Start of The input

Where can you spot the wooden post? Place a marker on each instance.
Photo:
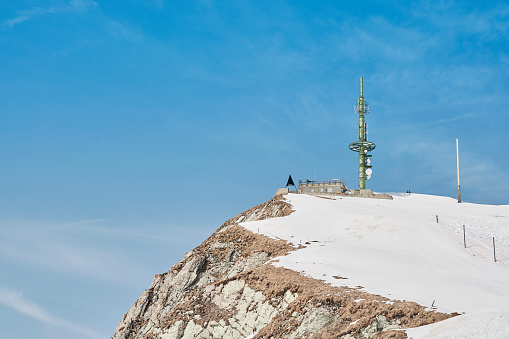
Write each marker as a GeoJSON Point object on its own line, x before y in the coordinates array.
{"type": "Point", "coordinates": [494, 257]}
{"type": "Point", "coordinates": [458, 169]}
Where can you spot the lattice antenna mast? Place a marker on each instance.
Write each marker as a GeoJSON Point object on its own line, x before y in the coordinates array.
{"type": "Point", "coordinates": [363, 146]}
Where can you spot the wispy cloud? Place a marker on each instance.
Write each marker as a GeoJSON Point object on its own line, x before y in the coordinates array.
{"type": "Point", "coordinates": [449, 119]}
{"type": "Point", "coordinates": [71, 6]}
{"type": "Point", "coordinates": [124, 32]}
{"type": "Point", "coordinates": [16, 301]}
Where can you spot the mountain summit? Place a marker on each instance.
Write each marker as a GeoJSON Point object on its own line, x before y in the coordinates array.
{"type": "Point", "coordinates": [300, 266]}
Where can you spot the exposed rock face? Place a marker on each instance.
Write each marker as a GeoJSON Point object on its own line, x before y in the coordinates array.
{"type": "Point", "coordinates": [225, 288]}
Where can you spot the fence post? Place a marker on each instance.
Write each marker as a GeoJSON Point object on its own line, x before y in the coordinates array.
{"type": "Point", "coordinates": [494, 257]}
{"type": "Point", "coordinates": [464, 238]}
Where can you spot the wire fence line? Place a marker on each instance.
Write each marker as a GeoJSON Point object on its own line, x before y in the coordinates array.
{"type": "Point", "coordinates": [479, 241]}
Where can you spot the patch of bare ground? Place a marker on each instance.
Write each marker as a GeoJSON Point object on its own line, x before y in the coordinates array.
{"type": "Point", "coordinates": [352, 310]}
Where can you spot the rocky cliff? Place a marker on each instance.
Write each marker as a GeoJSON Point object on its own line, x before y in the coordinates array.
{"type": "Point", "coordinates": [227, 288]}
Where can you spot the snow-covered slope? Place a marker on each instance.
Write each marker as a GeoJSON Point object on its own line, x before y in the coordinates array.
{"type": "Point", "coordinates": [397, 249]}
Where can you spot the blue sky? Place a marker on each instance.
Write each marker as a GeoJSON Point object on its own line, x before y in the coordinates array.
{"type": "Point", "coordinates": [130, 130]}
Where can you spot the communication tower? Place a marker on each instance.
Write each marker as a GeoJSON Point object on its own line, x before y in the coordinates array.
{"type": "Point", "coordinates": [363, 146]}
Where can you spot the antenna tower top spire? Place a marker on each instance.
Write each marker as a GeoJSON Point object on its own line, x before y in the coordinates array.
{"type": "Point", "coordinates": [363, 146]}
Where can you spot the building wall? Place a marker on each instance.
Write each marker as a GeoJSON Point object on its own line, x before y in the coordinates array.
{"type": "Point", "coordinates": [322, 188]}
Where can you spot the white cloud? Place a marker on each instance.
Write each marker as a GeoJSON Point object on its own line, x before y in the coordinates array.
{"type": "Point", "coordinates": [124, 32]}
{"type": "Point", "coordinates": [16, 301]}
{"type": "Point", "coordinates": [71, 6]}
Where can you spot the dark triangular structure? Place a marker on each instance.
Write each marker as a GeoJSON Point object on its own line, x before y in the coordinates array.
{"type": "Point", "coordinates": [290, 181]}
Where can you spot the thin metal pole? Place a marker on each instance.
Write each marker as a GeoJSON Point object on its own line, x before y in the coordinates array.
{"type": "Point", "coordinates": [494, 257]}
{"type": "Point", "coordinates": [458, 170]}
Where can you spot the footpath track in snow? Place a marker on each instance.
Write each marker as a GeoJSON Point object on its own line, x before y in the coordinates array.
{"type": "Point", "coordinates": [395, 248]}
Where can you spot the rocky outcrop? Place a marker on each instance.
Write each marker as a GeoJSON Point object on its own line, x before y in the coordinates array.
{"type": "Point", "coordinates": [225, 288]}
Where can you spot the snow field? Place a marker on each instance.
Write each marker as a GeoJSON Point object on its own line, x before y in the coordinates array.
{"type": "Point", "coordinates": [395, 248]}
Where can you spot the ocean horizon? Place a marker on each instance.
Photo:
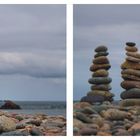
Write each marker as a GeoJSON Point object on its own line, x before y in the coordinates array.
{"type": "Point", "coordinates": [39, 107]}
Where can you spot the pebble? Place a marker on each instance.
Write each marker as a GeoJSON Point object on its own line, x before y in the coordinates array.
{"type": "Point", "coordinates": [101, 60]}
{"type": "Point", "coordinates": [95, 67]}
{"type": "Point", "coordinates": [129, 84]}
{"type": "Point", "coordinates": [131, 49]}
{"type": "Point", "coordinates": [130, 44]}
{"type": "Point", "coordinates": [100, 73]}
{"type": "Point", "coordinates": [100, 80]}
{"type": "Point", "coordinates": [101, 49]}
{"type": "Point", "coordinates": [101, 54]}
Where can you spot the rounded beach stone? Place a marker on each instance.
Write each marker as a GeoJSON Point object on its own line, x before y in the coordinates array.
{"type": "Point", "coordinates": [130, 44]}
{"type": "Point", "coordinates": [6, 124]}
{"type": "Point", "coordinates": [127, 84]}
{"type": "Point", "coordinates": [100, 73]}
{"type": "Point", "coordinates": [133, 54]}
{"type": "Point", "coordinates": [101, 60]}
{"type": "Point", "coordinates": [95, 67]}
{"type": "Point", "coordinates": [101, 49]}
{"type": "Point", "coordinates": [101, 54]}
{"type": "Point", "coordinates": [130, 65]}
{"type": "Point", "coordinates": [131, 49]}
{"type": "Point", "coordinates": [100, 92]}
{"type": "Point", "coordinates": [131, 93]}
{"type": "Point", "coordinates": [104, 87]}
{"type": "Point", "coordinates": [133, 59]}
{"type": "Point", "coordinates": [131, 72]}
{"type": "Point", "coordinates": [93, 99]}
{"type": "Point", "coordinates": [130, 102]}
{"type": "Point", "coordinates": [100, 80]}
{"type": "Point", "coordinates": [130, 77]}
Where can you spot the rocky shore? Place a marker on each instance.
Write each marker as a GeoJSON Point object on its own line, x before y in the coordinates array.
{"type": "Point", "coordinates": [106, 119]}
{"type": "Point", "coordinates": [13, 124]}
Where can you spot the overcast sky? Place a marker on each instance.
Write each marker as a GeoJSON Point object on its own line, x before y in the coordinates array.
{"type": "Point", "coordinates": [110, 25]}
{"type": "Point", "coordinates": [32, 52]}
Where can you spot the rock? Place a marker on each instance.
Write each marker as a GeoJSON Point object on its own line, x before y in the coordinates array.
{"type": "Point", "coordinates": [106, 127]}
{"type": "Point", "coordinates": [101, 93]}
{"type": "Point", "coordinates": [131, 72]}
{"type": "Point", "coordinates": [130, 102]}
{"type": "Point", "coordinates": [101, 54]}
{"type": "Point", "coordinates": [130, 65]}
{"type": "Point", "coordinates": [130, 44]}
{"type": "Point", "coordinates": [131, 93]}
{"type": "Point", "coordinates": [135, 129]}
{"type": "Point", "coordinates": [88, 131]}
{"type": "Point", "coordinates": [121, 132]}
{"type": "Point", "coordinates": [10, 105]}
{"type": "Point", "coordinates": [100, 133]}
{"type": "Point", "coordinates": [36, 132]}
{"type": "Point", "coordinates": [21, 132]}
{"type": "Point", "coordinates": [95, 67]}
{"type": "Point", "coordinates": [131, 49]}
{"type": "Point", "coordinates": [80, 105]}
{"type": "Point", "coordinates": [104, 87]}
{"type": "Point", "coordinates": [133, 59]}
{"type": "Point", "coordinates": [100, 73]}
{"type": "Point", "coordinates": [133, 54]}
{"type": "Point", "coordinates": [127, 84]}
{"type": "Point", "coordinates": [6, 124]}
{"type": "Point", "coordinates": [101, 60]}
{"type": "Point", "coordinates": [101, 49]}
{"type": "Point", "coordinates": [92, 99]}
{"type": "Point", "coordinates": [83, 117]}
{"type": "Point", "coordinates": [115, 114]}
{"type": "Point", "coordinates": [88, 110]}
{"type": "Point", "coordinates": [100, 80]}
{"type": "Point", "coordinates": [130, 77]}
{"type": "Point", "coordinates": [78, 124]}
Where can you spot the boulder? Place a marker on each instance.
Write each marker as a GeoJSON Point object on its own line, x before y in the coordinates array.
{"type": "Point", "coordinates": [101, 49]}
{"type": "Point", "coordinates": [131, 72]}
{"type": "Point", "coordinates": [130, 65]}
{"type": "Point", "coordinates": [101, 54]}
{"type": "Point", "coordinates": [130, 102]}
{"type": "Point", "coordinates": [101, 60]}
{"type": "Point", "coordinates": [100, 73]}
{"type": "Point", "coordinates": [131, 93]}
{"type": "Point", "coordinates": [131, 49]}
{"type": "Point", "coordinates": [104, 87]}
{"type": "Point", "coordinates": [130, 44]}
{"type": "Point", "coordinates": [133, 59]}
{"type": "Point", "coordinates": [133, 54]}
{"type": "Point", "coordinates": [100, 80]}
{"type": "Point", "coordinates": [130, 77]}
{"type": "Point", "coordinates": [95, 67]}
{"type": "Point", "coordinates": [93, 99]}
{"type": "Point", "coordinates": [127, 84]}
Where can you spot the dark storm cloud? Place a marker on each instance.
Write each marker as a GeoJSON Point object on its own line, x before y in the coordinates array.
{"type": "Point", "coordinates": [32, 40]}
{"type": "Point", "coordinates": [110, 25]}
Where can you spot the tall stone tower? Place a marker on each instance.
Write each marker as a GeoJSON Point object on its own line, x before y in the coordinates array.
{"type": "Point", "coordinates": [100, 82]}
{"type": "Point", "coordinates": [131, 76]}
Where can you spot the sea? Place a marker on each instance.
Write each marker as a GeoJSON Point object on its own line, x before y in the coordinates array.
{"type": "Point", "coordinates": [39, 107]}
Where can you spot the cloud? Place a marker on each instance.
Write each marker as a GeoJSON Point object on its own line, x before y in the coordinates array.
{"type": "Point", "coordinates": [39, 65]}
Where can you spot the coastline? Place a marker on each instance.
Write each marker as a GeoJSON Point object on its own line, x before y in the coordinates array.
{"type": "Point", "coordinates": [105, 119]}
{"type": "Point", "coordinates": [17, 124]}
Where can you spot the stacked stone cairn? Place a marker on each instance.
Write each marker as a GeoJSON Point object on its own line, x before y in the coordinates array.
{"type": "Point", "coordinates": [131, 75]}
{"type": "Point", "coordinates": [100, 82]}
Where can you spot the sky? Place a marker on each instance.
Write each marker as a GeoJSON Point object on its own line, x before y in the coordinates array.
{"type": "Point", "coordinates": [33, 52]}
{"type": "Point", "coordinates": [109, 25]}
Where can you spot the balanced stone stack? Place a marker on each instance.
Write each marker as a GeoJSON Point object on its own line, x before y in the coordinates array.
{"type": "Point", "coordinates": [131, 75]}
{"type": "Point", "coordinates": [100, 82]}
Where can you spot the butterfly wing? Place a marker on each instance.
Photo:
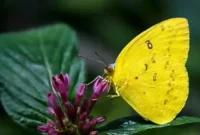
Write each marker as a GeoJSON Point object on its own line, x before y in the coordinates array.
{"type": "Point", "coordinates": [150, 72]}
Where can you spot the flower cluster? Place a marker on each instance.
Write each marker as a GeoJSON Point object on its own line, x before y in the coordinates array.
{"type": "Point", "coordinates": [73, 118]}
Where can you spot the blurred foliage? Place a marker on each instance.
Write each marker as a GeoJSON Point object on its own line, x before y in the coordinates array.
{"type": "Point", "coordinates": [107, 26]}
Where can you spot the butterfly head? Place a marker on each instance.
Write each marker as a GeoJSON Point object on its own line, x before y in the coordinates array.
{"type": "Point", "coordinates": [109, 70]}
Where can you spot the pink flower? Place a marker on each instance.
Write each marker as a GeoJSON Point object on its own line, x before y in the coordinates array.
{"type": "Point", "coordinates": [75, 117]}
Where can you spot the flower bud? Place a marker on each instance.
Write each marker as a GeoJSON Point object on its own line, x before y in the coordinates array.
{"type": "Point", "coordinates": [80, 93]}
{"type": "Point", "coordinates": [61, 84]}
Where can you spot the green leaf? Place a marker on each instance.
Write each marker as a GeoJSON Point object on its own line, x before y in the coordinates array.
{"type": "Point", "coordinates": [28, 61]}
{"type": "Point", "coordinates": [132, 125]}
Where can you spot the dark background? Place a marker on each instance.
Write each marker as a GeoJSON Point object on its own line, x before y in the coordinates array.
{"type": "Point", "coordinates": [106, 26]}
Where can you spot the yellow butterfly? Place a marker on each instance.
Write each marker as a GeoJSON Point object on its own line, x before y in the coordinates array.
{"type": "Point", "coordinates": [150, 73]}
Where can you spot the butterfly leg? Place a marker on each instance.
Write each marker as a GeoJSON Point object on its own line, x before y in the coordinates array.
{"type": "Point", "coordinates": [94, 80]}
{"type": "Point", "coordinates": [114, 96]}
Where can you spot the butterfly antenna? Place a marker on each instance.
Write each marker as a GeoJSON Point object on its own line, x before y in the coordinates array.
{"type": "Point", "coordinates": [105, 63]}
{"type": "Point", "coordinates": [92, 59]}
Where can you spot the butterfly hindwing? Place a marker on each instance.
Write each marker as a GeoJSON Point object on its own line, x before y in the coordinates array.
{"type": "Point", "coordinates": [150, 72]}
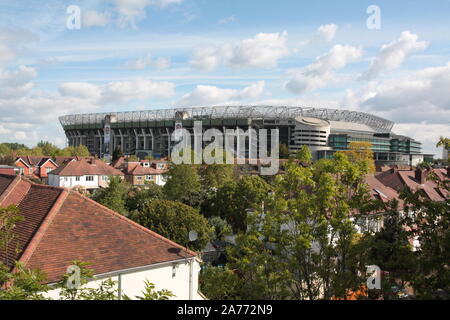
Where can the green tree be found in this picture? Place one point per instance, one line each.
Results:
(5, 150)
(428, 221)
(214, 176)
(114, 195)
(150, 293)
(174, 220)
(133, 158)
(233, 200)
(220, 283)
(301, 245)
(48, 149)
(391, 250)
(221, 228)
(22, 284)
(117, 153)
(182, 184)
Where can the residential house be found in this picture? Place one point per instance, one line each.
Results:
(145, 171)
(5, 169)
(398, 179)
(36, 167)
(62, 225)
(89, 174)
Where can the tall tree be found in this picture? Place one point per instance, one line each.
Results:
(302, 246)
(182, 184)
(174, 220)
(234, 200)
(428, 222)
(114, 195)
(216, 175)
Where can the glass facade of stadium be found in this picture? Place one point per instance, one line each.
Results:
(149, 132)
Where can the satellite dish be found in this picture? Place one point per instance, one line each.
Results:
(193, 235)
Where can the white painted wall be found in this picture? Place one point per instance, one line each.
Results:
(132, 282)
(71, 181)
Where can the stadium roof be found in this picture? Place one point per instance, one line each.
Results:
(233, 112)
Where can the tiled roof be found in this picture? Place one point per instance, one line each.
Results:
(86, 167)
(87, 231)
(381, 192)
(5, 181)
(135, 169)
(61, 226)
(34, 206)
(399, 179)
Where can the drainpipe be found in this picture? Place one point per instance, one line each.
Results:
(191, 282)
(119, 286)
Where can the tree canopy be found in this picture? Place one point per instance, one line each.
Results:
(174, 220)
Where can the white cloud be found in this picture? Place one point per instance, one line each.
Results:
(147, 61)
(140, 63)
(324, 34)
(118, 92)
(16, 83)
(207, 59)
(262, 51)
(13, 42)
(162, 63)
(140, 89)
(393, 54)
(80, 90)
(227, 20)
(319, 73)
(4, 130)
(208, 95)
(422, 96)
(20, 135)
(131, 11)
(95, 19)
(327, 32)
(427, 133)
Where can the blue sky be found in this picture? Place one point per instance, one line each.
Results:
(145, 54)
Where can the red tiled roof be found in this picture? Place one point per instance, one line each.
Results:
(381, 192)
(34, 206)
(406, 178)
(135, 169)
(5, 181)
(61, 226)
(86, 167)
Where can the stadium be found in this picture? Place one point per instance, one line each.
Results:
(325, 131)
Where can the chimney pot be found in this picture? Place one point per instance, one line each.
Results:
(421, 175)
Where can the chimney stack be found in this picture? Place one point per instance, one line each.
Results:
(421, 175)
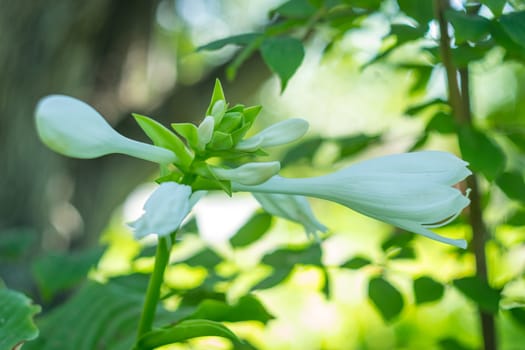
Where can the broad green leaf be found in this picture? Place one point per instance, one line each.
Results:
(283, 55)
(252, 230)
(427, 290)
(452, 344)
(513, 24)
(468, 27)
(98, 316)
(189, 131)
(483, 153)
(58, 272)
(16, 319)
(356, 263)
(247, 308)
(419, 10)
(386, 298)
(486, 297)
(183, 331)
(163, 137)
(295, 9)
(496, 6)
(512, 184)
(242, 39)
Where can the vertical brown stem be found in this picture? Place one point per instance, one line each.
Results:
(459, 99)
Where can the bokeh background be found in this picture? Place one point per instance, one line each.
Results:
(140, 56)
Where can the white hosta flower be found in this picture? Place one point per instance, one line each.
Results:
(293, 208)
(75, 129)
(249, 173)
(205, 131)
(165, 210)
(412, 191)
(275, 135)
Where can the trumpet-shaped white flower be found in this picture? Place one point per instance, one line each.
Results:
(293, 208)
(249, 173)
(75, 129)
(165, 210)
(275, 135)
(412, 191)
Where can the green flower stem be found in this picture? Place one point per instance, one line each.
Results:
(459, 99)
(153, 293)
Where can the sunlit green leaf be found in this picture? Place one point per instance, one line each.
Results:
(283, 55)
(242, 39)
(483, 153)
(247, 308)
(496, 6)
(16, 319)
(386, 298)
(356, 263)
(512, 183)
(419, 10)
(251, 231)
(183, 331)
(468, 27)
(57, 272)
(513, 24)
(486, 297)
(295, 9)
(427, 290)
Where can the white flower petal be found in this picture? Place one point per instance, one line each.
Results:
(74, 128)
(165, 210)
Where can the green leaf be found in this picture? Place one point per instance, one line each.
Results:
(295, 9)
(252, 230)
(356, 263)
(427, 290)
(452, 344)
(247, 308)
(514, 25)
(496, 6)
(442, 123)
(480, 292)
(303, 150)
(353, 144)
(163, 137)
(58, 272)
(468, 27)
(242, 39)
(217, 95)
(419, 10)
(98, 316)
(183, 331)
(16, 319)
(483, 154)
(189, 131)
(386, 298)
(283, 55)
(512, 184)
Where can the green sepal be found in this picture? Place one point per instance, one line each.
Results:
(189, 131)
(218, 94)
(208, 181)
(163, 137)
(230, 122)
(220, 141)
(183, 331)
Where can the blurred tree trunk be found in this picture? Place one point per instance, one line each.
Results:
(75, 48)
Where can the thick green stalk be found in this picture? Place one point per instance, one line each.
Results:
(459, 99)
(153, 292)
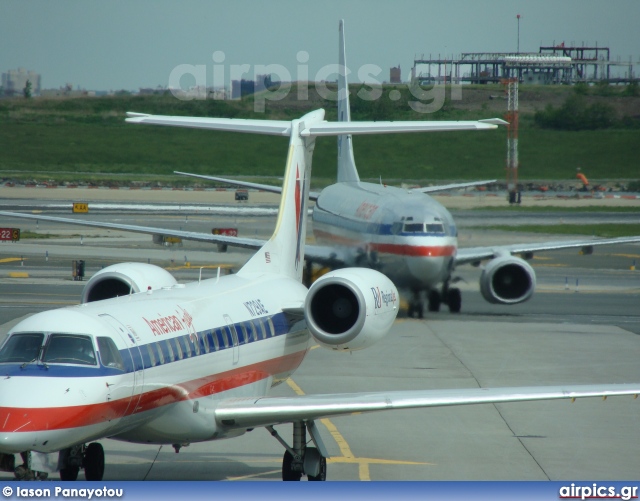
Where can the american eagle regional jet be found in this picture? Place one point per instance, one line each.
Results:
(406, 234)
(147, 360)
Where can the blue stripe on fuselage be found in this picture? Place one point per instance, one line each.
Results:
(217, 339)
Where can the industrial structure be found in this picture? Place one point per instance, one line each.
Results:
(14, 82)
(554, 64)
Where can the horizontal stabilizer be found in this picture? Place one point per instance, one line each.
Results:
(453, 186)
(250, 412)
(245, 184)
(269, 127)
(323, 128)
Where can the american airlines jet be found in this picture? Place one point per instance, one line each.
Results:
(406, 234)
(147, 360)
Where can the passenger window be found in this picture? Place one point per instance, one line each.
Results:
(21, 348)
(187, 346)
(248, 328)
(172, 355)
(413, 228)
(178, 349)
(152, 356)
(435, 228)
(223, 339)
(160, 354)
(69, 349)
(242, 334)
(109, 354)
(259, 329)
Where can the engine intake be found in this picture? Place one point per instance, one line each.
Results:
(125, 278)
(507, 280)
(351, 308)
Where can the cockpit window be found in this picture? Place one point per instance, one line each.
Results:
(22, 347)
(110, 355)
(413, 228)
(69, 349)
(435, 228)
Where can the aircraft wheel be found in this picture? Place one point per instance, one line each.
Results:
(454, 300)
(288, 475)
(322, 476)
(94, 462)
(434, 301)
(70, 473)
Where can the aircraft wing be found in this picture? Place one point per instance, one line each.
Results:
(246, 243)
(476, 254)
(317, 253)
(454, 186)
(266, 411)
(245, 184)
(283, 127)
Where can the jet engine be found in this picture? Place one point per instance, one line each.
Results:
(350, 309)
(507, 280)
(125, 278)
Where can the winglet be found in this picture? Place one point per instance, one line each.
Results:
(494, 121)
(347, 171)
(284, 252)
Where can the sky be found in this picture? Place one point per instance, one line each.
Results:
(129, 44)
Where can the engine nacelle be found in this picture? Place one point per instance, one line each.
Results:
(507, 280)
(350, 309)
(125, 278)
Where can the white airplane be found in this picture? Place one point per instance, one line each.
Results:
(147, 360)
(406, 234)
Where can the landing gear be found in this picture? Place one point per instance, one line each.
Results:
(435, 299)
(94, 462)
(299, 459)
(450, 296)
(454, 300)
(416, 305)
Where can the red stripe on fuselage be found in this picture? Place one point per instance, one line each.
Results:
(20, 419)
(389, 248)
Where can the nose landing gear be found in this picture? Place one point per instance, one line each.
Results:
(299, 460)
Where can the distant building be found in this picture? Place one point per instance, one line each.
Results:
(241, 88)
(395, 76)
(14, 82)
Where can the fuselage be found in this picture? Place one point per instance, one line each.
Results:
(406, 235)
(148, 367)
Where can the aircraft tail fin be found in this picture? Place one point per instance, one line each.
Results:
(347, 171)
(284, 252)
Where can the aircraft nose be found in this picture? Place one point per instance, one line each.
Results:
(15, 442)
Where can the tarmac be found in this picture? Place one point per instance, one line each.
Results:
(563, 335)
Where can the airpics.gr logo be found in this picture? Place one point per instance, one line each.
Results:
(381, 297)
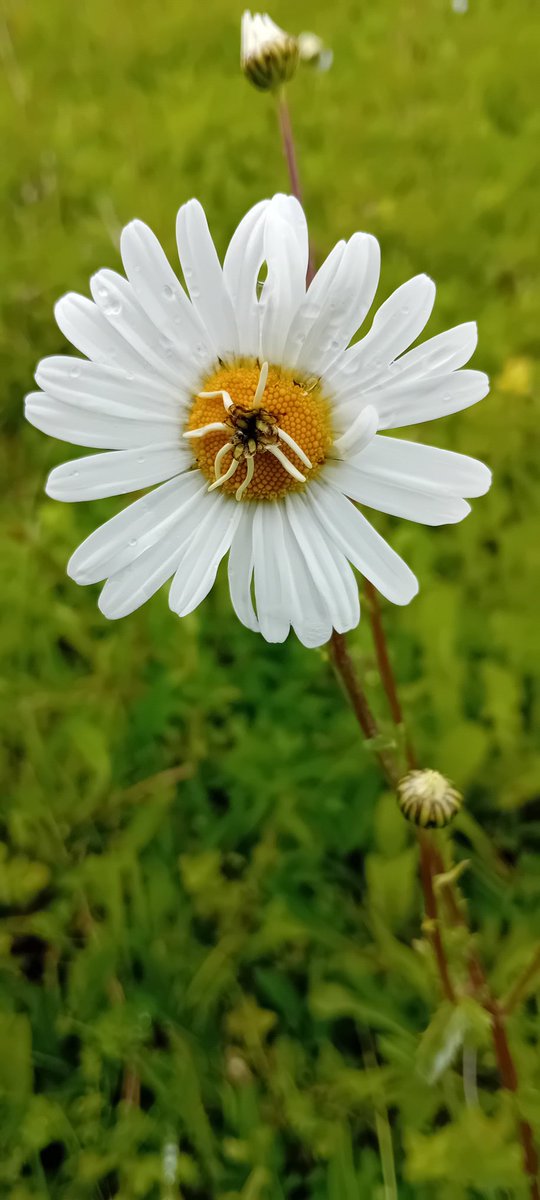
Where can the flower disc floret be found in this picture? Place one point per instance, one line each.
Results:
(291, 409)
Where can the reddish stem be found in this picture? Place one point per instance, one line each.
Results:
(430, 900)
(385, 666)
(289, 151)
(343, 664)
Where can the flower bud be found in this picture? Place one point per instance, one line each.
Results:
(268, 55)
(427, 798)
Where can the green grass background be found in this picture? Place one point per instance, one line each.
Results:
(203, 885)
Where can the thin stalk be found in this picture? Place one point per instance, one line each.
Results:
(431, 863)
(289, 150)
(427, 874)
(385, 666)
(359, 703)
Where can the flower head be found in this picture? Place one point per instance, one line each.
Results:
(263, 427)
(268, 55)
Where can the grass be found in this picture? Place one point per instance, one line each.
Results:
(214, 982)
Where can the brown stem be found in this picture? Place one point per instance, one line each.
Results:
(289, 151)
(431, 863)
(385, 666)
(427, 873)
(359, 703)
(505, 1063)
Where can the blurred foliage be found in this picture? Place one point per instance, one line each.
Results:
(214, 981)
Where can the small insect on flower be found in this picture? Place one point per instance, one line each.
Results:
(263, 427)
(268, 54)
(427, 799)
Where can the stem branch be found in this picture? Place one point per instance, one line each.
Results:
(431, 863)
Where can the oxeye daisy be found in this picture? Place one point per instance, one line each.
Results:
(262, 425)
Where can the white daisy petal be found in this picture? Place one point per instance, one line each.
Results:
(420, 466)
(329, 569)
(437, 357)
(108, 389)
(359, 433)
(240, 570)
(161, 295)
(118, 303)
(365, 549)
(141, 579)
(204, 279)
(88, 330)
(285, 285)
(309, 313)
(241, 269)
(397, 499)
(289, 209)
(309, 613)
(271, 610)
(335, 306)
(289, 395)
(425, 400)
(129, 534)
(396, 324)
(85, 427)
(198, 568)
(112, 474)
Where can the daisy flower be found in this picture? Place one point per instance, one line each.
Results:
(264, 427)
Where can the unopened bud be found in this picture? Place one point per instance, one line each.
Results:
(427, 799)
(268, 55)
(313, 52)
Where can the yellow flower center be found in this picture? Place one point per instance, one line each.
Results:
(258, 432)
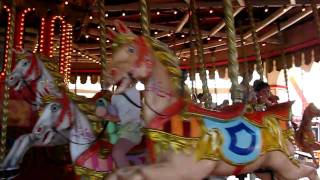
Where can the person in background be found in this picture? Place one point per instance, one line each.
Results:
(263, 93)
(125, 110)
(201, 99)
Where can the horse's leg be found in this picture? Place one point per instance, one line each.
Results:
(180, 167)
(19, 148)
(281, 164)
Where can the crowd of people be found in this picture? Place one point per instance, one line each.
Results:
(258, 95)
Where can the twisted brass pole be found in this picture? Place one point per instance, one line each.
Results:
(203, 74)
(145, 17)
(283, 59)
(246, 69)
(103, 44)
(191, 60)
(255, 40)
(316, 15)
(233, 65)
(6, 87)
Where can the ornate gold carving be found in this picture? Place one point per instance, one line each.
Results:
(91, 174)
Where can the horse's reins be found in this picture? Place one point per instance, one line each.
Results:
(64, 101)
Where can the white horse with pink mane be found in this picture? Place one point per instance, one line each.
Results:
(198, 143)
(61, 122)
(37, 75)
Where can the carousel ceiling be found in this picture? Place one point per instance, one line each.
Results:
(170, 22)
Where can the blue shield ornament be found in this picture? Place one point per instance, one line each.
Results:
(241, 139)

End of The input

Send back an exact copy of only the lines from the line with "Where can you spot the patch" up to and including the line with "Where can you spot the antenna" in the data above.

Where can you spot the patch of bare ground? Place a marker on each instance.
Write each marker as a GeoJSON Point object on its own line, x before y in the coordinates array.
{"type": "Point", "coordinates": [352, 310]}
Where can you spot the rocky cliff? Place a marker on each instance.
Write each marker as a GeoJSON Point object on its own line, x before y in the coordinates array.
{"type": "Point", "coordinates": [227, 288]}
Where can you spot the snow-covered slope? Place a marker on each instance.
Write each marker as a GeoJSON Point object on its own line, x before y in the coordinates array.
{"type": "Point", "coordinates": [397, 249]}
Where can you spot the blue sky? Place a marker on each instance.
Write each marker as a GeoJSON Point object on its own line, x before y in the coordinates array.
{"type": "Point", "coordinates": [130, 130]}
Where can you spot the communication tower? Place a marker on each instance.
Write each marker as a GeoJSON Point object on its own line, x before y in the coordinates array.
{"type": "Point", "coordinates": [363, 146]}
Where can you spot the antenna tower top spire? Place a marker on each instance.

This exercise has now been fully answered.